» **Page excerpt**

The action on a piano. You can "play" it here. You are responsible for understanding: the hammer (why is it covered in felt?), the key, the damper and, of course, the string.

Why do piano tuners "stretch octaves"? (See diagram to the right.) They actually sharpen notes higher than a reference octave (around the middle of the piano) and flatten notes lower than that octave.

Click on the image to see it larger.

## A tour of musical instruments

It's always dangerous to post Youtube videos here as they can change quickly (such as get yanked), but here are some fun ones used in class:

Shakuhachi flute used in class to demonstrate combining a fipple with an embouchure.

The aptly named Bombarde (with a VERY high pitched bagpipe in the background)

Modern "Celtic Rock" with a Bagpipe

Macedonian pipes, worth a chuckle. Makes you wonder: what are the drone pipes coming out of?

And if you want to freak out your roommate, you, too, can learn to Tuvan throat sing!

The Serpent, a difficult "brass" instrument to play; tone quality with fingerholes (instead of valves) definitely strange to modern ears...

...much like the Cornetto, a similarly odd sound.

Mute (one kind)

Mute (another kind)

Viola da gamba, a fretted, bowed instrument. What does gamba mean? Hint: the other kind is viola da braccio and braccio is related to the English word for "embrace"...

For those interested in a niche career, consider combining throat singing with the igil.

Lute! (no, not the \$ kind; that's loot). Note the sympathetic strings (which can also be plucked rather than be passively resonant...)

Did someone say oud?

Japanese Koto.

And the lovely Sitar. Note the frets are not laid out in the same way a guitar's are. Why is that, d'you suppose?

» **Data provided**

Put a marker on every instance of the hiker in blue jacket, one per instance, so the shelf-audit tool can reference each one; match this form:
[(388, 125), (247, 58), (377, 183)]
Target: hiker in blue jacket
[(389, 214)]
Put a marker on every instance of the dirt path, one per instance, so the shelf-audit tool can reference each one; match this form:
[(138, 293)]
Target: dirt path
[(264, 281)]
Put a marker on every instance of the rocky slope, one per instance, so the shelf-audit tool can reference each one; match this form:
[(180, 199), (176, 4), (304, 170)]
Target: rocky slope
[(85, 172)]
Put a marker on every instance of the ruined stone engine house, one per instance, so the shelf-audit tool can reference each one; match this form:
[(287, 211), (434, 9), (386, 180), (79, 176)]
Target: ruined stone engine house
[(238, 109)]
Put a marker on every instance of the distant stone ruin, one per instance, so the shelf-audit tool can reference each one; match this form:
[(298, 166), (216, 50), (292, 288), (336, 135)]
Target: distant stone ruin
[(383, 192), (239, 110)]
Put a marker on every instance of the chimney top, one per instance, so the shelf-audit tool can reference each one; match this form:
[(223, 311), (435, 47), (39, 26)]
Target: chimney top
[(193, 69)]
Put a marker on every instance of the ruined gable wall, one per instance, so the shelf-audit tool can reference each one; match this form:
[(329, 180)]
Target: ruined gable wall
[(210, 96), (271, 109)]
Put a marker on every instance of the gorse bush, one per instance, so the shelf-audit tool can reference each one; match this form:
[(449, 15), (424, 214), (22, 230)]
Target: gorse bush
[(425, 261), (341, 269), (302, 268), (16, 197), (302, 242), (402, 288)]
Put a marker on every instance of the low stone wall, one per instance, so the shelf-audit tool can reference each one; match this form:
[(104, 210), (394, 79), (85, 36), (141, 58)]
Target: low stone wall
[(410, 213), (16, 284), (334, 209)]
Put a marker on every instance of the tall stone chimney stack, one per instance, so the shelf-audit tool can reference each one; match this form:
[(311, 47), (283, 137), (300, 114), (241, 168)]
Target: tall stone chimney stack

» **Given instruction A**
Please update the stretch of the listing from the line containing "Put a marker on every instance of the ruined gable" through the line containing "[(210, 96), (271, 109)]", replacing "gable wall" with "gable end" and leaving everything else unchanged. Return only those lines.
» **Given instruction B**
Write the next part of the page on musical instruments, picking up after its last sentence.

» **Expected output A**
Put a marker on every instance of the ruined gable end, one per instance, so the shelf-audit tool can reference each one; match this form:
[(329, 180)]
Target: ruined gable end
[(210, 96), (271, 109)]

» **Expected output B**
The banjo has, essentially, the makings of a snare drum attached instead of a resonant box like the others above.

I can't resist this one. Redgrass!

Not discussed in class is this classic from your elementary school days: the autoharp. I ought to give extra credit for surviving listening to this particular track (but I won't).

An amazing example of playing the violin pizzicato; more amazing because she's alternately plucking and bowing! After she finishes the pizzicato section, she plays overtones - this is done by not pushing the string all the way down so that the dominant note you expect is not nearly as loud as the octave higher (N=2).

And you can hit strings, too, as with this hammered dulcimer... ...which leads, naturally, to the earliest protopianos, such as the clavichord (also here) with its sharp-edged hammers and tinny sound and the harpsichord (also here) with its plucked strings (allowing for very little control on dynamics).

And here, a little joke. The "harp" made out of a piano frame that Harpo pulls out of the broken piano is not actually strung like a piano since the notes aren't doubled up (or tripled in the higher register). Note the number of pegs is right: they're just not all used!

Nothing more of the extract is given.